§ **WRITTEN TASK**:
Could you copy everything from the start of the items down to the line containing "[[[131,130],[128,129],[118,131],[118,150],[119,162],[131,163]]]", both included, with each line unchanged and the pictures left out?

§ **SOURCE DATA**:
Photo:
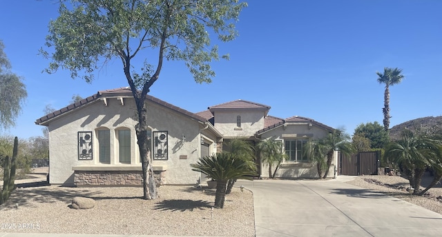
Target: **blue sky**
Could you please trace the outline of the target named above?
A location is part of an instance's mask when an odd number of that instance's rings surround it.
[[[38,55],[56,1],[3,1],[0,39],[28,98],[17,126],[1,134],[42,136],[35,125],[45,106],[68,105],[73,95],[127,86],[121,63],[97,72],[88,84],[68,72],[42,73]],[[212,64],[210,84],[196,83],[182,62],[166,61],[150,94],[192,112],[243,99],[271,107],[269,114],[298,115],[352,134],[361,123],[382,124],[384,86],[376,71],[400,68],[405,79],[390,87],[390,127],[442,115],[442,1],[249,1],[240,36],[220,45],[230,61]]]

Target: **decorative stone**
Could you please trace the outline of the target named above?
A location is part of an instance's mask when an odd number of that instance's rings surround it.
[[[75,197],[72,200],[72,208],[73,209],[90,209],[95,206],[95,200],[81,196]]]

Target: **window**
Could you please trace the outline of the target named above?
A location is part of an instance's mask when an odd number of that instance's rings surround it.
[[[108,130],[98,130],[98,156],[99,162],[110,163],[110,132]]]
[[[79,132],[78,159],[92,160],[92,132]]]
[[[306,162],[307,156],[304,154],[304,150],[307,140],[285,140],[285,154],[290,161]]]
[[[131,130],[128,129],[118,131],[118,150],[119,162],[131,163]]]

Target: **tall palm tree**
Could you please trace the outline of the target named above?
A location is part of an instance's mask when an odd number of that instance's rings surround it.
[[[381,84],[385,84],[385,92],[384,92],[384,107],[382,112],[384,114],[384,130],[388,131],[390,127],[390,86],[400,83],[404,78],[402,74],[402,69],[398,68],[384,68],[384,73],[376,72],[378,74],[378,82]]]
[[[333,161],[333,154],[335,151],[339,151],[345,155],[351,155],[354,152],[354,147],[350,142],[350,136],[343,131],[336,130],[321,141],[323,149],[325,151],[327,156],[327,163],[325,172],[323,178],[327,178],[330,170],[332,161]]]
[[[233,138],[226,143],[226,151],[231,153],[236,158],[240,158],[246,161],[250,168],[256,170],[256,164],[255,163],[255,147],[251,141],[241,138]],[[236,179],[230,179],[227,183],[227,189],[226,194],[231,192],[233,185],[236,182]]]
[[[441,149],[440,141],[421,134],[415,135],[405,130],[401,140],[387,146],[385,156],[397,164],[407,176],[410,185],[414,189],[413,194],[422,195],[427,190],[419,192],[422,176],[427,168],[433,169],[437,176],[442,176],[440,174]]]
[[[327,153],[327,146],[321,140],[312,140],[307,143],[304,152],[307,158],[316,164],[318,176],[319,179],[323,178],[323,172],[327,168],[325,157]]]
[[[267,163],[269,165],[269,178],[274,178],[279,165],[286,156],[282,152],[282,143],[273,138],[269,138],[259,142],[257,147],[261,152],[262,162]],[[276,167],[272,172],[272,166],[275,163]]]
[[[217,153],[200,158],[191,164],[192,170],[202,172],[216,181],[215,207],[222,208],[226,196],[226,187],[230,179],[252,179],[256,172],[245,161],[231,153]]]

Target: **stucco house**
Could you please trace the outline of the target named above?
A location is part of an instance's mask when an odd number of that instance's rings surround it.
[[[192,171],[190,164],[222,151],[223,143],[233,138],[253,143],[280,139],[289,158],[276,176],[314,177],[315,166],[302,155],[303,145],[334,130],[307,118],[271,116],[269,106],[247,101],[214,105],[196,114],[148,95],[146,103],[148,141],[159,185],[204,182],[205,177]],[[35,123],[49,130],[50,184],[142,184],[136,107],[130,88],[99,91]],[[265,170],[259,156],[258,162]],[[266,177],[267,172],[260,173]]]

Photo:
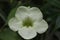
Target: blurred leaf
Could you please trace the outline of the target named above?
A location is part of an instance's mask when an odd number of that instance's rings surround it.
[[[7,20],[9,20],[9,19],[11,19],[12,17],[15,16],[16,10],[17,10],[17,7],[13,8],[13,9],[11,10],[10,14],[8,15]]]
[[[11,31],[8,28],[5,28],[0,32],[1,40],[21,40],[21,38],[17,35],[16,32]]]
[[[57,20],[56,20],[56,29],[60,28],[60,15],[58,16]]]

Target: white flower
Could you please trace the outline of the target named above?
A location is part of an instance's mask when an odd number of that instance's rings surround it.
[[[11,30],[18,31],[24,39],[32,39],[37,33],[44,33],[48,29],[48,24],[37,7],[20,6],[8,25]]]

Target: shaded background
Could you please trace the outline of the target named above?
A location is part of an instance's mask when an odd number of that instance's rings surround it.
[[[6,24],[11,10],[21,5],[40,8],[49,24],[45,33],[31,40],[60,40],[60,0],[0,0],[0,40],[24,40]]]

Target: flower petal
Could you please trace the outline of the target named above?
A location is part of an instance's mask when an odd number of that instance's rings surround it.
[[[23,27],[18,31],[18,33],[24,39],[32,39],[37,35],[37,33],[32,28],[27,28],[27,27]]]
[[[45,20],[42,20],[41,22],[35,22],[34,29],[40,34],[44,33],[48,29],[48,24]]]
[[[16,18],[12,18],[9,20],[8,25],[11,30],[17,31],[22,25],[22,22],[19,22]]]
[[[39,8],[32,7],[30,9],[30,17],[34,20],[41,20],[43,18],[43,15]]]
[[[17,8],[16,14],[15,16],[19,19],[19,20],[23,20],[27,17],[28,15],[28,8],[25,6],[20,6],[19,8]]]

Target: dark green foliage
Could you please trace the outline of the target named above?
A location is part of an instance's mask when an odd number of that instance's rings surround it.
[[[19,3],[21,2],[21,3]],[[16,32],[5,24],[16,12],[19,5],[40,8],[49,28],[44,34],[38,34],[32,40],[60,40],[60,0],[0,0],[0,40],[22,40]]]

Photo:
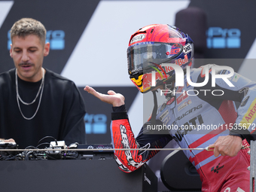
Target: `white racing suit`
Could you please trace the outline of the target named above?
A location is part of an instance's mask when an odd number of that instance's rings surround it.
[[[203,82],[203,67],[191,69],[192,82]],[[216,72],[227,74],[227,70]],[[221,78],[212,87],[212,72],[209,82],[202,87],[190,86],[184,75],[184,87],[175,87],[166,96],[166,102],[158,109],[157,125],[145,123],[134,137],[125,106],[113,108],[111,137],[119,168],[130,172],[139,168],[159,151],[132,151],[130,148],[161,148],[175,139],[181,148],[206,148],[221,136],[238,136],[243,145],[254,139],[256,128],[256,84],[235,73],[230,87]],[[173,93],[175,91],[175,93]],[[170,91],[169,91],[170,92]],[[234,102],[239,105],[236,110]],[[248,148],[241,149],[236,157],[218,156],[213,151],[184,151],[196,167],[203,182],[202,191],[249,191],[250,157]],[[175,172],[170,174],[175,174]]]

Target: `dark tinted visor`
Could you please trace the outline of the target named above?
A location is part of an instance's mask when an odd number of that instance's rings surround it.
[[[175,58],[183,50],[183,46],[174,43],[144,42],[128,47],[129,74],[152,70],[154,63],[161,64]]]

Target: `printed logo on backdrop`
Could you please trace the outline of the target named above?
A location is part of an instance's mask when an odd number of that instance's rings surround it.
[[[8,32],[8,49],[11,49],[11,34]],[[63,50],[65,48],[65,32],[62,30],[49,30],[46,34],[45,42],[50,42],[50,50]]]
[[[207,47],[213,49],[240,48],[241,31],[239,29],[210,27],[206,32]]]
[[[88,114],[84,117],[87,134],[107,133],[107,116],[104,114]]]

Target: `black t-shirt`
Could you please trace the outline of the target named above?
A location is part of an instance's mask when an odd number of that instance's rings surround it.
[[[41,84],[41,80],[33,83],[18,78],[21,99],[31,102]],[[41,92],[30,105],[19,101],[25,117],[31,117],[35,114],[40,94]],[[84,102],[74,82],[46,69],[38,111],[34,118],[26,120],[17,105],[15,69],[0,75],[0,138],[13,138],[19,148],[36,147],[44,136],[64,140],[68,145],[73,142],[85,143],[84,114]]]

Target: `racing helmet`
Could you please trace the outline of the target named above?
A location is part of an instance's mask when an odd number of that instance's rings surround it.
[[[163,63],[176,64],[184,69],[192,65],[193,56],[192,39],[178,28],[167,24],[145,26],[136,32],[129,41],[130,78],[140,92],[147,93],[174,79],[173,68],[162,67]]]

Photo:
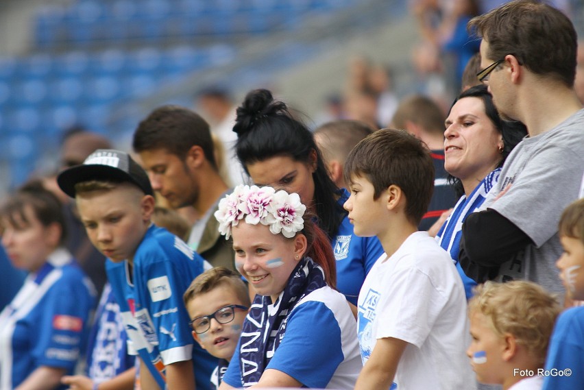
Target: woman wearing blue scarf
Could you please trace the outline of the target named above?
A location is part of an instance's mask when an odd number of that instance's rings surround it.
[[[476,282],[465,275],[459,263],[463,223],[483,204],[499,179],[505,158],[527,130],[520,122],[501,119],[485,85],[461,93],[450,108],[446,125],[444,168],[460,199],[436,239],[450,254],[470,299]]]
[[[328,175],[312,132],[265,89],[250,91],[237,108],[237,157],[254,184],[297,193],[328,235],[337,260],[337,287],[357,304],[365,276],[383,248],[377,237],[353,232],[343,204],[349,193]]]
[[[335,291],[328,240],[297,193],[239,186],[215,217],[256,295],[220,389],[353,389],[361,368],[356,322]]]

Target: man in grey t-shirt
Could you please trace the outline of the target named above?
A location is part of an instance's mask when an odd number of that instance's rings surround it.
[[[463,225],[461,264],[479,282],[524,278],[562,293],[554,266],[562,252],[557,224],[578,197],[584,171],[574,26],[549,5],[520,0],[477,16],[470,27],[483,38],[477,77],[501,115],[523,122],[528,136],[507,158],[483,210]]]

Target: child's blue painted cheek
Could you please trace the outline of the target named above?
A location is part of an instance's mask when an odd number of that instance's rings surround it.
[[[284,265],[284,262],[282,261],[282,258],[273,258],[266,261],[266,267],[268,268],[278,268]]]
[[[485,364],[487,363],[487,352],[485,351],[477,351],[472,355],[472,363],[475,364]]]

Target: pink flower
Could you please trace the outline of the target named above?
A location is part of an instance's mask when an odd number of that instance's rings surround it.
[[[265,218],[268,210],[266,208],[271,202],[274,192],[271,187],[260,188],[257,186],[252,186],[250,188],[245,202],[239,206],[240,210],[247,215],[246,223],[257,225],[258,222],[261,222],[263,225],[267,225]]]
[[[273,195],[273,201],[269,205],[270,212],[266,217],[270,231],[274,234],[282,232],[289,239],[293,237],[304,227],[302,216],[306,210],[306,206],[300,202],[298,194],[278,191]]]
[[[235,226],[245,215],[240,209],[242,200],[247,198],[248,186],[237,186],[233,192],[219,201],[219,208],[214,215],[219,223],[219,231],[225,239],[231,236],[231,228]]]

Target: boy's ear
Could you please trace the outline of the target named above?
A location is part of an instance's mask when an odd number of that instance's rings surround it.
[[[144,195],[140,201],[140,208],[142,210],[142,219],[145,222],[149,222],[154,212],[156,201],[152,195]]]
[[[193,334],[193,338],[199,343],[199,345],[201,345],[201,348],[204,350],[206,350],[205,345],[204,345],[203,343],[201,342],[201,339],[199,338],[199,335],[194,330],[191,330],[191,334]]]
[[[184,162],[188,167],[193,169],[199,168],[205,161],[205,152],[198,145],[193,145],[186,152]]]
[[[294,237],[294,256],[297,259],[300,259],[306,252],[308,241],[306,236],[304,234],[296,234]]]
[[[402,191],[402,188],[396,184],[391,184],[387,187],[387,189],[384,193],[381,196],[385,196],[387,198],[386,204],[387,210],[389,211],[396,210],[404,197],[404,193]]]
[[[335,184],[343,180],[343,164],[336,160],[328,162],[328,173]]]
[[[503,354],[502,358],[505,361],[511,361],[517,354],[518,344],[515,336],[511,333],[505,333],[503,337]]]

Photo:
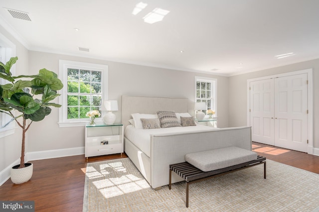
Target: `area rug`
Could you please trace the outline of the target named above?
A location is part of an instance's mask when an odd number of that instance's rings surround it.
[[[156,191],[129,158],[89,163],[83,212],[312,212],[319,206],[319,175],[267,160],[189,185]]]

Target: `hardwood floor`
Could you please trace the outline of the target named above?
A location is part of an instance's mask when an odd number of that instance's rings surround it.
[[[253,142],[253,150],[267,159],[319,174],[319,156]],[[28,182],[8,180],[0,187],[1,201],[34,201],[36,212],[81,212],[87,162],[127,157],[124,154],[89,158],[84,155],[32,161]]]

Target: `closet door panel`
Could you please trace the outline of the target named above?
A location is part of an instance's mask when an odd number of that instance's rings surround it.
[[[307,74],[276,78],[275,145],[308,150]]]
[[[274,145],[274,84],[267,79],[250,83],[252,140]]]

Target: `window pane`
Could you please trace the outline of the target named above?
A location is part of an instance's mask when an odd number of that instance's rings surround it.
[[[91,107],[92,110],[99,110],[99,112],[100,112],[100,114],[102,114],[102,111],[101,111],[101,107],[100,106],[92,106]],[[100,116],[101,117],[101,116]]]
[[[200,98],[200,91],[199,90],[196,91],[196,98]]]
[[[91,71],[80,70],[80,81],[84,82],[91,81]]]
[[[206,98],[210,98],[210,91],[207,91],[206,92]]]
[[[200,89],[201,90],[206,89],[206,83],[204,83],[203,82],[200,83]]]
[[[68,82],[68,92],[78,93],[79,83],[77,82]]]
[[[68,95],[68,106],[77,106],[79,105],[79,96]]]
[[[79,107],[68,107],[68,118],[78,118],[79,117]]]
[[[100,106],[101,105],[102,103],[102,96],[94,96],[93,102],[92,105],[93,106]]]
[[[68,69],[68,80],[79,80],[79,70]]]
[[[91,96],[80,96],[80,106],[91,106],[93,97]]]
[[[97,94],[97,93],[102,93],[101,87],[102,87],[102,84],[101,83],[92,83],[92,94]]]
[[[102,72],[100,71],[92,71],[92,82],[101,83],[102,82]]]
[[[91,93],[91,85],[90,83],[80,82],[80,93],[84,94]]]
[[[87,118],[86,113],[91,110],[90,107],[80,107],[80,118]]]
[[[205,98],[206,97],[206,92],[205,91],[202,91],[200,92],[200,98]]]
[[[210,100],[207,100],[207,108],[209,107],[209,109],[211,107],[211,101]]]
[[[206,86],[207,86],[207,87],[206,88],[206,90],[210,90],[211,89],[211,83],[206,83]]]

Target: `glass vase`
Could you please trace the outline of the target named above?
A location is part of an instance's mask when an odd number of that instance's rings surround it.
[[[90,120],[90,125],[92,126],[95,126],[95,122],[94,122],[94,119],[95,119],[95,117],[92,116],[91,117],[91,120]]]

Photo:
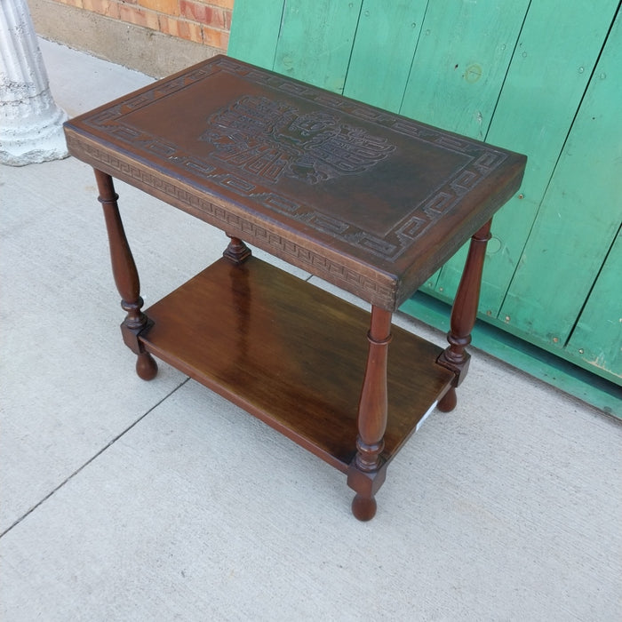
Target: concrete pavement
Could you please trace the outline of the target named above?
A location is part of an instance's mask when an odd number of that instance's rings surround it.
[[[151,81],[41,46],[69,116]],[[339,472],[163,363],[135,376],[88,166],[0,184],[0,619],[622,619],[620,421],[475,351],[358,522]],[[219,256],[117,191],[148,306]]]

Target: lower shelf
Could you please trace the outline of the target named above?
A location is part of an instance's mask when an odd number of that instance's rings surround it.
[[[145,348],[341,471],[355,454],[370,314],[269,264],[222,259],[146,311]],[[449,389],[442,349],[392,328],[384,458]]]

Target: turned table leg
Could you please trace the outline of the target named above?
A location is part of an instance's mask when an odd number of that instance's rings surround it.
[[[157,373],[157,364],[139,340],[140,332],[149,325],[149,319],[140,310],[143,299],[140,298],[139,273],[119,214],[116,203],[119,196],[115,192],[110,175],[97,169],[94,171],[100,190],[99,201],[104,209],[112,273],[116,289],[121,295],[121,307],[127,313],[121,324],[121,332],[127,347],[138,355],[136,373],[143,380],[151,380]]]
[[[374,517],[374,496],[386,476],[381,453],[388,410],[387,361],[391,341],[391,316],[390,311],[371,307],[367,366],[358,407],[357,451],[347,472],[347,484],[356,492],[352,513],[360,521]]]
[[[489,220],[471,238],[465,269],[451,309],[451,328],[447,333],[450,345],[438,357],[439,364],[456,374],[453,386],[438,403],[439,411],[443,412],[456,407],[456,387],[464,380],[468,371],[470,355],[465,348],[471,343],[471,331],[477,317],[486,244],[490,239],[490,224],[491,220]]]

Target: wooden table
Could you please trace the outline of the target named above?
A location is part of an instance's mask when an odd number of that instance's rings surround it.
[[[525,157],[222,56],[65,131],[95,169],[139,376],[154,378],[153,355],[224,395],[346,473],[354,514],[373,517],[391,459],[435,406],[456,404],[490,219]],[[112,177],[230,238],[221,259],[146,311]],[[392,326],[469,237],[449,347]]]

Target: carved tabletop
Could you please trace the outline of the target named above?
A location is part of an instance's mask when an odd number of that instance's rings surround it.
[[[524,168],[522,156],[222,56],[66,132],[99,170],[391,311]]]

§ **RESULT OF THIS TASK**:
Photo:
Target: **blue sky**
Could you please trace the outline of the target named above?
A location is part of an instance's mask when an odd number of that instance's rings surround it.
[[[38,55],[56,1],[3,1],[0,39],[28,98],[17,126],[1,134],[42,136],[35,125],[45,106],[68,105],[73,95],[127,86],[121,63],[97,72],[88,84],[68,72],[42,73]],[[212,64],[210,84],[196,83],[182,62],[166,61],[150,94],[192,112],[243,99],[271,107],[269,114],[298,115],[352,134],[361,123],[382,124],[384,86],[376,71],[400,68],[405,79],[390,87],[390,127],[442,115],[442,1],[249,1],[240,36],[220,45],[230,61]]]

Target: **decorative stone**
Could you please trace the outline of the target named above?
A location is part of an instance's mask when an odd number of that instance's rings surround it.
[[[75,197],[72,200],[72,208],[73,209],[90,209],[95,206],[95,200],[81,196]]]

Target: **window**
Could you please trace the outline of the target named above?
A location is part of an instance's mask when an odd number of that instance's rings surround it.
[[[108,130],[98,130],[98,156],[99,162],[110,163],[110,132]]]
[[[79,132],[78,159],[92,160],[92,132]]]
[[[306,162],[307,156],[304,154],[304,150],[307,140],[285,140],[285,154],[290,161]]]
[[[131,130],[128,129],[118,131],[118,150],[119,162],[131,163]]]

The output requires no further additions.